## Begin MATERIAL

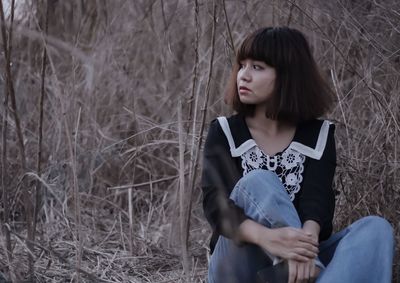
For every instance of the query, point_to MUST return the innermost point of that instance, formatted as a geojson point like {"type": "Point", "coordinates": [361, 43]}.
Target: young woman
{"type": "Point", "coordinates": [268, 172]}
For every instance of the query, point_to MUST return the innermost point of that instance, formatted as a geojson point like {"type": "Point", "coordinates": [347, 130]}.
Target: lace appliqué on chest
{"type": "Point", "coordinates": [288, 165]}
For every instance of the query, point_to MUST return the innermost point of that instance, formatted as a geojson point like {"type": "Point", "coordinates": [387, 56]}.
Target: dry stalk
{"type": "Point", "coordinates": [40, 127]}
{"type": "Point", "coordinates": [194, 85]}
{"type": "Point", "coordinates": [372, 90]}
{"type": "Point", "coordinates": [7, 47]}
{"type": "Point", "coordinates": [228, 27]}
{"type": "Point", "coordinates": [204, 109]}
{"type": "Point", "coordinates": [72, 152]}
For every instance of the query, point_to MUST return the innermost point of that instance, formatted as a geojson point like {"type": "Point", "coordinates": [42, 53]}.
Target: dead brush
{"type": "Point", "coordinates": [117, 150]}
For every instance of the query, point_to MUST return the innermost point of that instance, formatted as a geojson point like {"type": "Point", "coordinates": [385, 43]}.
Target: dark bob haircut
{"type": "Point", "coordinates": [300, 93]}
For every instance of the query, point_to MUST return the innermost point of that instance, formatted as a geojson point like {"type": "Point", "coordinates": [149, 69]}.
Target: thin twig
{"type": "Point", "coordinates": [203, 119]}
{"type": "Point", "coordinates": [40, 127]}
{"type": "Point", "coordinates": [182, 194]}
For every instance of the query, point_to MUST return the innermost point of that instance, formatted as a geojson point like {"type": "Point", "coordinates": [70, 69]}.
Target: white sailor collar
{"type": "Point", "coordinates": [310, 137]}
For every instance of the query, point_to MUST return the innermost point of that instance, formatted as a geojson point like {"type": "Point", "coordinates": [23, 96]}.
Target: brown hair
{"type": "Point", "coordinates": [300, 93]}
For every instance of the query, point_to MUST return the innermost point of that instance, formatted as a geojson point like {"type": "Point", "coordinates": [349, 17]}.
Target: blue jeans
{"type": "Point", "coordinates": [363, 252]}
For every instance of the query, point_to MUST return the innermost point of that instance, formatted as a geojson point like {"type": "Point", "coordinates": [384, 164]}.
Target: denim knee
{"type": "Point", "coordinates": [377, 229]}
{"type": "Point", "coordinates": [258, 180]}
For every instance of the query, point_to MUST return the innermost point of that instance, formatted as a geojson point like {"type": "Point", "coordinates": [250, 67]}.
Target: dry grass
{"type": "Point", "coordinates": [116, 157]}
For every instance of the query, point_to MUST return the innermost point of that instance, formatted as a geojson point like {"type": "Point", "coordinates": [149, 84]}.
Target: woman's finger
{"type": "Point", "coordinates": [292, 271]}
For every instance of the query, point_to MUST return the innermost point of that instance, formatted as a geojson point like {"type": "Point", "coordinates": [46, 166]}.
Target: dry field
{"type": "Point", "coordinates": [105, 106]}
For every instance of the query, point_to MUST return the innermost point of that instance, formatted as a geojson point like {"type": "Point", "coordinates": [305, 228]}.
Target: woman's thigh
{"type": "Point", "coordinates": [232, 263]}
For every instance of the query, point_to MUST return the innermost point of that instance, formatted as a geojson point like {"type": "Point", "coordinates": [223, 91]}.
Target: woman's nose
{"type": "Point", "coordinates": [244, 74]}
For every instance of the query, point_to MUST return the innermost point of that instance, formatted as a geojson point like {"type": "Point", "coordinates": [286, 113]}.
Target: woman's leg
{"type": "Point", "coordinates": [261, 195]}
{"type": "Point", "coordinates": [363, 252]}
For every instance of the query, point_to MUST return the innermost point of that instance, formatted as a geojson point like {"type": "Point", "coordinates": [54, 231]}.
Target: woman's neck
{"type": "Point", "coordinates": [260, 122]}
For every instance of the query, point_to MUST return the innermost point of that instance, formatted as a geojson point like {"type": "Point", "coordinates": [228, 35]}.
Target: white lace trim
{"type": "Point", "coordinates": [288, 165]}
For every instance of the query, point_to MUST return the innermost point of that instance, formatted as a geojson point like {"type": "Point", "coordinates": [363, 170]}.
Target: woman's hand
{"type": "Point", "coordinates": [303, 272]}
{"type": "Point", "coordinates": [286, 243]}
{"type": "Point", "coordinates": [289, 243]}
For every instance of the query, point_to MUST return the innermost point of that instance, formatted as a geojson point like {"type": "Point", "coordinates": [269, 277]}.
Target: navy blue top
{"type": "Point", "coordinates": [222, 169]}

## End MATERIAL

SET EXERCISE
Without the pictures, repeat the listing above exactly.

OUTPUT BELOW
For every instance of the query, point_to MUST return the innermost point of that instance, formatted as a geojson point like {"type": "Point", "coordinates": [361, 43]}.
Target: young woman
{"type": "Point", "coordinates": [268, 172]}
For every instance of the query, point_to MUST return the innermost point of that instance, formatted as a geojson point like {"type": "Point", "coordinates": [347, 130]}.
Target: lace appliqué on chest
{"type": "Point", "coordinates": [288, 165]}
For every instance of the query, point_to MUST return the innermost point of that instance, formatted as a geojson point like {"type": "Point", "coordinates": [387, 56]}.
Target: dry stalk
{"type": "Point", "coordinates": [40, 127]}
{"type": "Point", "coordinates": [194, 85]}
{"type": "Point", "coordinates": [372, 90]}
{"type": "Point", "coordinates": [7, 47]}
{"type": "Point", "coordinates": [228, 27]}
{"type": "Point", "coordinates": [204, 109]}
{"type": "Point", "coordinates": [72, 152]}
For every instance of the query, point_to MUST return the innermost point of that instance, formatted as a geojson point like {"type": "Point", "coordinates": [42, 53]}.
Target: dead brush
{"type": "Point", "coordinates": [117, 150]}
For every instance of the query, point_to MUST return the innermost point of that instance, formatted as a geojson point like {"type": "Point", "coordinates": [385, 43]}.
Target: dark bob haircut
{"type": "Point", "coordinates": [300, 93]}
For every instance of the query, point_to MUST return the innermost point of that instance, formatted as a geojson point like {"type": "Point", "coordinates": [149, 69]}.
Target: thin twig
{"type": "Point", "coordinates": [203, 119]}
{"type": "Point", "coordinates": [40, 127]}
{"type": "Point", "coordinates": [182, 194]}
For every instance of the query, point_to MUST return the innermost point of that instance, formatted as a geojson point like {"type": "Point", "coordinates": [70, 69]}.
Target: white sailor collar
{"type": "Point", "coordinates": [310, 137]}
For every instance of the query, point_to MUST return the innermost point of that instance, formatted as a geojson point like {"type": "Point", "coordinates": [23, 96]}.
Target: brown hair
{"type": "Point", "coordinates": [300, 93]}
For every instance of the query, point_to MUST return the innermost point of that instance, formatted as a geojson point like {"type": "Point", "coordinates": [349, 17]}.
Target: blue jeans
{"type": "Point", "coordinates": [363, 252]}
For every instance of the query, point_to MUST return the innermost point of that instance, formatted as a geojson point like {"type": "Point", "coordinates": [384, 164]}.
Target: denim knee
{"type": "Point", "coordinates": [377, 229]}
{"type": "Point", "coordinates": [258, 180]}
For every instance of the query, point_to MUST return the innermost point of that instance, formatted as a geojson point like {"type": "Point", "coordinates": [250, 67]}.
Target: dry grass
{"type": "Point", "coordinates": [116, 157]}
For every instance of the query, point_to MUST return the innermost point of that instance, formatted as a geojson point like {"type": "Point", "coordinates": [149, 84]}.
Target: woman's finger
{"type": "Point", "coordinates": [292, 271]}
For every instance of the query, point_to MUST return the innermost point of that instance, formatted as a geojson point like {"type": "Point", "coordinates": [46, 166]}.
Target: dry field
{"type": "Point", "coordinates": [105, 106]}
For every instance of the query, point_to MUST return the innermost point of that instance, formatted as a geojson point like {"type": "Point", "coordinates": [305, 228]}.
Target: woman's thigh
{"type": "Point", "coordinates": [232, 263]}
For every instance of the query, point_to MUST return the innermost point of that instance, formatted as a geojson point like {"type": "Point", "coordinates": [223, 91]}.
Target: woman's nose
{"type": "Point", "coordinates": [244, 74]}
For every instance of the query, point_to MUST return the innermost point of that instance, formatted as a geojson point like {"type": "Point", "coordinates": [286, 113]}.
Target: woman's leg
{"type": "Point", "coordinates": [261, 195]}
{"type": "Point", "coordinates": [363, 252]}
For every instance of the query, point_to MUST return the innermost point of that instance, formatted as a geojson point like {"type": "Point", "coordinates": [54, 231]}.
Target: woman's neck
{"type": "Point", "coordinates": [260, 122]}
For every instance of the query, point_to MUST return the innermost point of that instance, formatted as a geojson point like {"type": "Point", "coordinates": [228, 35]}.
Target: white lace trim
{"type": "Point", "coordinates": [288, 165]}
For every instance of the query, point_to MUST return the innermost point of that instance, formatted as a geojson point like {"type": "Point", "coordinates": [363, 170]}.
Target: woman's hand
{"type": "Point", "coordinates": [303, 272]}
{"type": "Point", "coordinates": [286, 243]}
{"type": "Point", "coordinates": [289, 243]}
For every instance of the query, point_to MUST return the innermost point of that instance, formatted as a geojson point like {"type": "Point", "coordinates": [269, 277]}.
Target: navy blue top
{"type": "Point", "coordinates": [222, 169]}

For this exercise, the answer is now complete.